— Start of PROVIDED DATA —

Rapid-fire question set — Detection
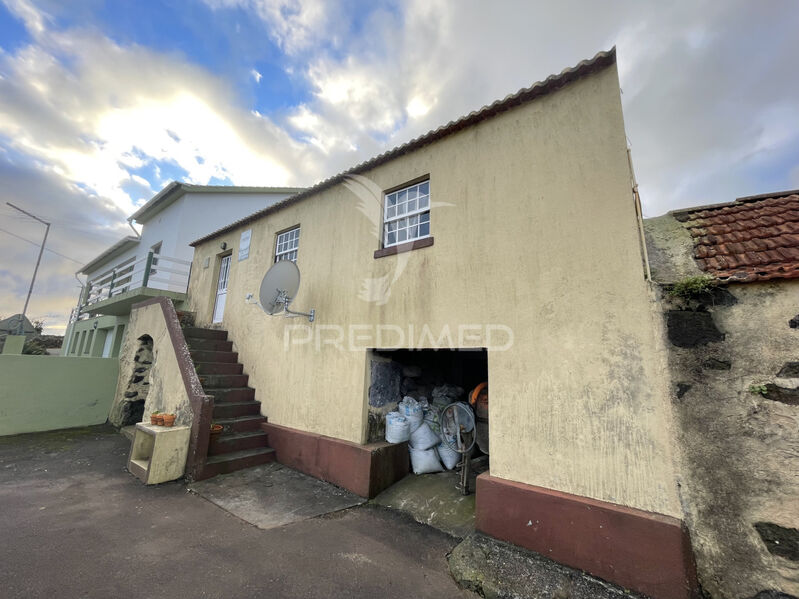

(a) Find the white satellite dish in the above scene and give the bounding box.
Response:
[256,260,316,322]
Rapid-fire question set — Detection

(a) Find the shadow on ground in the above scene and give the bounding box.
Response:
[0,426,474,599]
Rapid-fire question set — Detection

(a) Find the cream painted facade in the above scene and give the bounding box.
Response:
[188,63,682,517]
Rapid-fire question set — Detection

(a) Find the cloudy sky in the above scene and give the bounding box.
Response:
[0,0,799,333]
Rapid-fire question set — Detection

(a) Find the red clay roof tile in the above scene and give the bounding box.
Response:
[674,191,799,283]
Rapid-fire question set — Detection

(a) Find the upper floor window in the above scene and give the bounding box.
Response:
[383,181,430,247]
[275,227,300,262]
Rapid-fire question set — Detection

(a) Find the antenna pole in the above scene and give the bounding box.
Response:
[6,202,50,335]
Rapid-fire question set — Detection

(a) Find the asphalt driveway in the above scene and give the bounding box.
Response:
[0,426,475,599]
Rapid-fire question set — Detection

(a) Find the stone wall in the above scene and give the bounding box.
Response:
[120,335,153,426]
[663,281,799,599]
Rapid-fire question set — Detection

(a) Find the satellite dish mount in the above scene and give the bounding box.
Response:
[247,260,316,322]
[275,289,316,322]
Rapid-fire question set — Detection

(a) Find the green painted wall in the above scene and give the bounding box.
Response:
[0,355,119,436]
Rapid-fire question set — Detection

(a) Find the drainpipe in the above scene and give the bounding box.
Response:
[627,147,652,281]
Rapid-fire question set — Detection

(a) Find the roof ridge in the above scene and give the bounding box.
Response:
[189,46,616,247]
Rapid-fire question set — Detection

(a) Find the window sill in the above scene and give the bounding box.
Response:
[375,237,433,259]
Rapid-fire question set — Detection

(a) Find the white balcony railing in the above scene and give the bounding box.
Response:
[76,252,191,318]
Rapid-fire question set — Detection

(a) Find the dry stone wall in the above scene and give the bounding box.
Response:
[663,281,799,599]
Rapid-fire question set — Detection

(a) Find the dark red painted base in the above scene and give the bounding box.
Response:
[261,422,409,498]
[476,473,699,599]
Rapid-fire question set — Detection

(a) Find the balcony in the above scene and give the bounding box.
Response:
[71,252,191,321]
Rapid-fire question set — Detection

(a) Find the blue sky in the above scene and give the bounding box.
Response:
[0,0,799,326]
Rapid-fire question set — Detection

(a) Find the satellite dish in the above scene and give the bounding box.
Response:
[258,260,300,314]
[258,260,316,322]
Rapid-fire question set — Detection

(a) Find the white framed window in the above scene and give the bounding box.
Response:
[275,227,300,262]
[383,180,430,247]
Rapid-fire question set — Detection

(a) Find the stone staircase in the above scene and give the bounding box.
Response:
[183,327,275,478]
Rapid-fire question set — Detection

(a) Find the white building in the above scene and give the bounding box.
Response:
[61,181,302,357]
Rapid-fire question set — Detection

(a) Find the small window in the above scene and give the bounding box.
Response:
[383,181,430,247]
[275,227,300,262]
[150,241,163,275]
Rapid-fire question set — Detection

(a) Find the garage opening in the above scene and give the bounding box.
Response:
[368,348,490,536]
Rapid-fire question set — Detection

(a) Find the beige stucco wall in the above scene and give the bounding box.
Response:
[109,304,193,426]
[188,66,680,516]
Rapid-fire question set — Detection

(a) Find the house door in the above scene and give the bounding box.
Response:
[213,255,232,324]
[103,329,114,358]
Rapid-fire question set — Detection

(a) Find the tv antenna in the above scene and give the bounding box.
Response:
[247,260,316,322]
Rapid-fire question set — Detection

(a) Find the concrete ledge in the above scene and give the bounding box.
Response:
[476,472,699,599]
[261,422,409,498]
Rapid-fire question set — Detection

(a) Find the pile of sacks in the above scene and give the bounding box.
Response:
[386,396,460,474]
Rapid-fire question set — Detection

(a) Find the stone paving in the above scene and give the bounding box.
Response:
[0,426,476,599]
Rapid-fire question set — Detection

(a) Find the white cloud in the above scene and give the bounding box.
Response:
[0,32,308,213]
[0,0,799,332]
[204,0,334,54]
[3,0,51,36]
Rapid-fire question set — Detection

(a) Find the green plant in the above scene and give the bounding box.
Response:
[669,275,718,299]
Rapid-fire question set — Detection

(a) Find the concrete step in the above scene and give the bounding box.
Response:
[204,387,255,404]
[183,327,227,341]
[186,339,233,351]
[208,431,269,456]
[189,349,239,362]
[200,374,247,390]
[194,362,244,374]
[213,400,261,422]
[198,447,275,479]
[214,414,266,435]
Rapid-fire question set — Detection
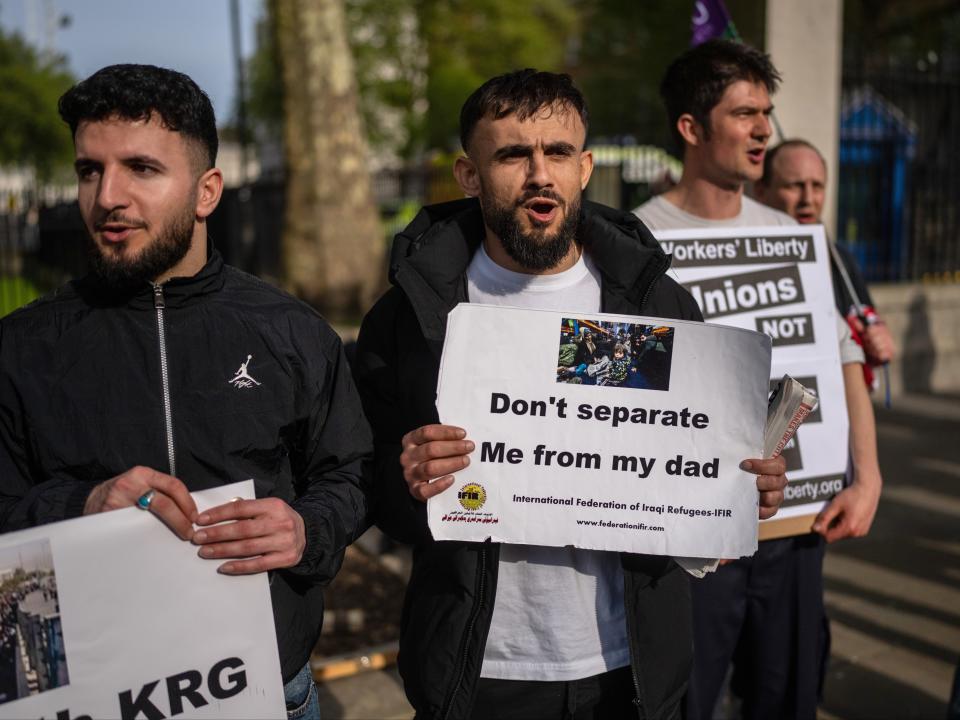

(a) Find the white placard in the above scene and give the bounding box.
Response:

— End of PROVIDED DATA —

§ TASK OBJECTIVE
Reproduce all of the data above line for line, without the pictures.

§ REPLY TO THE TASK
Rapid-fire question set — Detection

(a) Find the white satellite dish in the above scene and give the bounding box.
Response:
[256,260,316,322]
Rapid-fire question set — Detection

(a) Find the shadow on ground in the above scene and give the bounding box.
Response:
[0,426,474,599]
Rapid-fire question set — Detection

(a) Find the cream painted facade in the above scene and give the bounding box.
Response:
[188,63,682,517]
Rapid-fire question set — Detection

(a) Find the cloudy sky in the above scene and give the bounding box.
Response:
[0,0,799,333]
Rapid-fire question set — Detection

(a) Find the red clay roof tile in the above scene and give the bounding box.
Response:
[674,191,799,283]
Rapid-fire question set — Detection

(a) Find the upper floor window in the above scene and give the bounding box.
Response:
[383,181,430,247]
[275,227,300,262]
Rapid-fire question set — Detection

(a) Find the antenna pole in the above scene and give the bounding box.
Response:
[6,202,50,335]
Rapid-fire question set — Detection

(a) Find the asphalt driveway in the above scene and give the bounding box.
Response:
[0,426,475,599]
Rapid-fire question set — Detection

(a) Find the stone wall in the above scene and give the bounding box.
Response:
[120,335,153,426]
[663,281,799,599]
Rapid-fire question set — Detection

(a) Find the satellite dish mount in the above scene and give the bounding box.
Response:
[247,260,316,322]
[275,289,316,322]
Rapid-fire question set — Detection

(a) Find the green painted wall in the above scene and give the bounding box.
Response:
[0,355,119,436]
Rapid-fire question set — Detection

(a) Find the drainpipe in the above scene and give the bounding box.
Response:
[627,147,652,281]
Rapid-fire question set — Detection

(a) Find the roof ridge in the above scene and give the bounding box.
Response:
[189,46,616,247]
Rapid-fire question set — Detection

(a) Find the window sill in the above scene and give the bounding box.
Response:
[375,237,433,259]
Rapid-fire question set — Detection

(a) Find the white balcony railing in the above scene and give the bounding box.
Response:
[76,252,191,318]
Rapid-fire question set — Detection

(a) Find the dry stone wall in the above scene and give the bounding box.
Response:
[663,281,799,599]
Rapid-fire question set — Detection

(a) Find the dark red painted base in the above scene and give the bounding box.
Response:
[261,422,409,498]
[476,473,699,599]
Rapid-fire question set — Detection

(a) Find the balcony in the above scene and give the bounding box.
Response:
[71,252,191,321]
Rapid-fire question set — Detection

(a) Find the blue sky in the above scene and give the bounding box.
Response:
[0,0,799,326]
Rapid-fire question set — Detection

(a) Find the satellite dish in the above scene and give the bounding box.
Response:
[258,260,300,314]
[258,260,316,322]
Rapid-fire question set — Detection

(a) Find the white framed window in the above scene and give the bounding box.
Response:
[275,227,300,262]
[383,180,430,247]
Rapid-fire question set — Detection

(a) Find the stone staircase in the above scene and give the bounding box.
Response:
[183,327,275,478]
Rapid-fire question set — Detection

(a) Find the white building in the above scene and give the bounding box.
Response:
[61,181,302,357]
Rapid-fire question set — Detection

(a) Find the small window in the above scene and give the bounding box.
Response:
[383,181,430,247]
[275,227,300,262]
[150,241,163,275]
Rapid-fire question set — Detection

(a) Find the garage opening in the above scene and give the bounding box.
Response:
[368,348,490,536]
Rapid-fire question set — Detection

(a) Find the beige stucco wall in the above scene and give the bounding box.
Response:
[109,304,193,426]
[188,66,680,516]
Rapid-fire question set — Detection

(a) Find the house door in the above scene and give the bounding box.
Response:
[213,255,232,324]
[103,329,114,358]
Rapid-fire question set — Detection

(a) Find the tv antenna in the above scene and give the bounding box.
Response:
[247,260,316,322]
Rapid-fire question set — Detection

(a) Find the concrete ledge in the above scene and give the bounding box.
Response:
[476,472,699,599]
[261,422,409,498]
Rapid-fire question set — Detection

(a) Find the pile of sacks in the above scene and give the bounding box.
Response:
[386,396,460,474]
Rapid-fire question set — Detection

(a) Find the stone paving in the above scene and give the bounding box.
Response:
[0,426,476,599]
Rapid-fire question set — Detection

(a) Find the white cloud in the above scene and give the bounding box.
Response:
[0,32,308,213]
[0,0,799,332]
[204,0,334,54]
[3,0,51,36]
Rapid-fire question set — Detection

(a) Find the green plant in the above scene and give the bounding box.
Response:
[669,275,718,299]
Rapid-fire question set — Detection

(a) Find the concrete step in the above scene and give the bounding box.
Response:
[204,387,255,404]
[183,327,227,341]
[186,339,233,351]
[208,431,269,456]
[189,349,239,362]
[200,374,247,390]
[194,362,244,374]
[213,400,261,422]
[198,447,275,479]
[214,414,266,435]
Rapid-fire question set — Detection

(a) Find the white placard in the above scene and give the bounding box.
Response:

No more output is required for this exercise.